**DIRECTION A**
Name every uppercase configuration constant that the notebook below assigns a value to.

**PASSAGE**
========================

# SemEval 2026 Task 8 - Task B: Generation

This notebook focuses on **Task B: Generation**. 
Goal: Given a question (and potentially contexts), generate an accurate answer.

**Output Format**:
The submission file must contain a `predictions` field (List of Objects), where each object has:
- `text`: The generated answer string.

In [None]:
import os
import json
import sys
from tqdm import tqdm

# Add project root
project_root = os.path.abspath(os.path.join(os.getcwd(), ".."))
if project_root not in sys.path:
    sys.path.append(project_root)

try:
    from src.graph import app
except ImportError:
    print("ERROR: Check imports.")

In [None]:
# --- CONFIGURATION ---
TEAM_NAME = "Gbgers"
TASK_TYPE = "TaskB"
# Input typically has questions (and maybe contexts)
INPUT_FILE = "../dataset/human/generation_tasks/reference.jsonl"
OUTPUT_FILE = f"../data/submissions/submission_{TASK_TYPE}_{TEAM_NAME}.jsonl"

os.makedirs("../data/submissions", exist_ok=True)
print(f"Target: {OUTPUT_FILE}")

In [None]:
with open(INPUT_FILE) as f:
    test_data = [json.loads(line) for line in f if line.strip()]
print(f"Loaded {len(test_data)} items.")

In [None]:
results = []

print("Running Generation Task...")
for item in tqdm(test_data):
    question = item.get("question")
    
    try:
        # Invoke Graph
        # NOTE: If your graph supports 'documents' as input, you could pass 
        # item.get('contexts') here to do purely generation.
        # Otherwise, this runs Retrieval+Generation (which is also valid).
        resp = app.invoke({"question": question})
        gen_text = resp.get("generation", "")
        if not gen_text: gen_text = "No Answer"
    except Exception as e:
        print(f"Error on '{question}': {e}")
        gen_text = "Error"
    
    output_item = item.copy()
    # Task B requires 'predictions' list
    output_item["predictions"] = [{"text": gen_text}]
    
    results.append(output_item)

print(f"Done. Generated {len(results)} answers.")

In [None]:
with open(OUTPUT_FILE, 'w', encoding='utf-8') as f:
    for x in results:
        json.dump(x, f)
        f.write('\n')
print(f"Saved to {OUTPUT_FILE}")

# Validation
sample = results[0]
if "predictions" in sample and isinstance(sample["predictions"], list) and "text" in sample["predictions"][0]:
    print("\033[92mVALIDATION PASS: Structure correct.\033[0m")
else:
    print("\033[91mVALIDATION FAIL: 'predictions' formatting error.\033[0m")

========================

**DIRECTION B**
Recast part of the listing below as a JSON list of strings, one string per line and no blank lines. Begin at the line that contains "wooden shelf board" and stop after the final line of the listing.

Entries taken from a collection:

========================

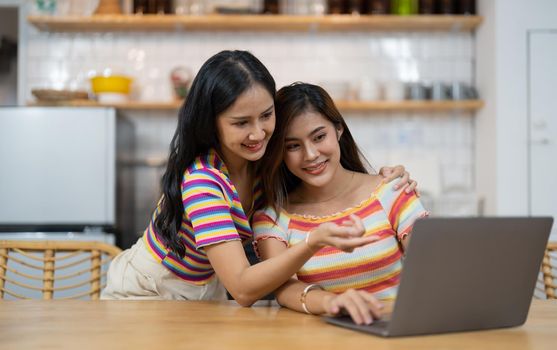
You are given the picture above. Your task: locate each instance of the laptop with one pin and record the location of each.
(464, 274)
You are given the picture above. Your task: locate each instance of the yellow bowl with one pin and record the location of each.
(114, 83)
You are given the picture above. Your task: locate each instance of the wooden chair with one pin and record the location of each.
(549, 270)
(54, 269)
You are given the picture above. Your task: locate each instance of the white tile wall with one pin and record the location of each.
(66, 60)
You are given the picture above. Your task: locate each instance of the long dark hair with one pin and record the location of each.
(292, 101)
(219, 82)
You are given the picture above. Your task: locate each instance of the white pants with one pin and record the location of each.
(136, 274)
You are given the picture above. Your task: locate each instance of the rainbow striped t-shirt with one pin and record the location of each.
(213, 214)
(375, 267)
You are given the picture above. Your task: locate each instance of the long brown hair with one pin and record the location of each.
(290, 102)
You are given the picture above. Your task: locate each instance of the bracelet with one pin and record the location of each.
(304, 295)
(307, 238)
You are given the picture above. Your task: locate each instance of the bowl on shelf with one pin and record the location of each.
(111, 89)
(58, 95)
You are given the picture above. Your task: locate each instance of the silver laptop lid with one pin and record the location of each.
(469, 273)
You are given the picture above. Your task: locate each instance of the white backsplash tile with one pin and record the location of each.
(65, 60)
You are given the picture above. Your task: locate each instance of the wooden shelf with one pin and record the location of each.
(105, 23)
(344, 106)
(409, 106)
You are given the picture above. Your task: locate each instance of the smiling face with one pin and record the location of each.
(312, 151)
(245, 127)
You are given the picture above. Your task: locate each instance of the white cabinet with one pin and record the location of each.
(57, 166)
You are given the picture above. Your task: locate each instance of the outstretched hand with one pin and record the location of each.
(391, 173)
(347, 236)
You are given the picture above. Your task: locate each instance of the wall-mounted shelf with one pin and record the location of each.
(106, 23)
(344, 106)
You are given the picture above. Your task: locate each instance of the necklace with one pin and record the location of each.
(341, 192)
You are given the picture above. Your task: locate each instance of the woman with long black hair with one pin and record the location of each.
(192, 248)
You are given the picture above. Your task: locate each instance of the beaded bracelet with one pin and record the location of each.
(304, 295)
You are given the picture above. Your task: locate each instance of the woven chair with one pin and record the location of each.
(549, 270)
(54, 269)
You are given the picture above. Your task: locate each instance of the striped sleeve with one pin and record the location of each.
(402, 208)
(207, 203)
(265, 225)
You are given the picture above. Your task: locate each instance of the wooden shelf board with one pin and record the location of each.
(344, 106)
(255, 23)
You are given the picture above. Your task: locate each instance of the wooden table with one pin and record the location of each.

========================

**WRITTEN REPLY A**
TEAM_NAME, TASK_TYPE, INPUT_FILE, OUTPUT_FILE

**WRITTEN REPLY B**
[
  "You are given the picture above. Your task: locate each instance of the wooden shelf board with one pin and record the location of each.",
  "(344, 106)",
  "(255, 23)",
  "You are given the picture above. Your task: locate each instance of the wooden table with one pin and record the location of each."
]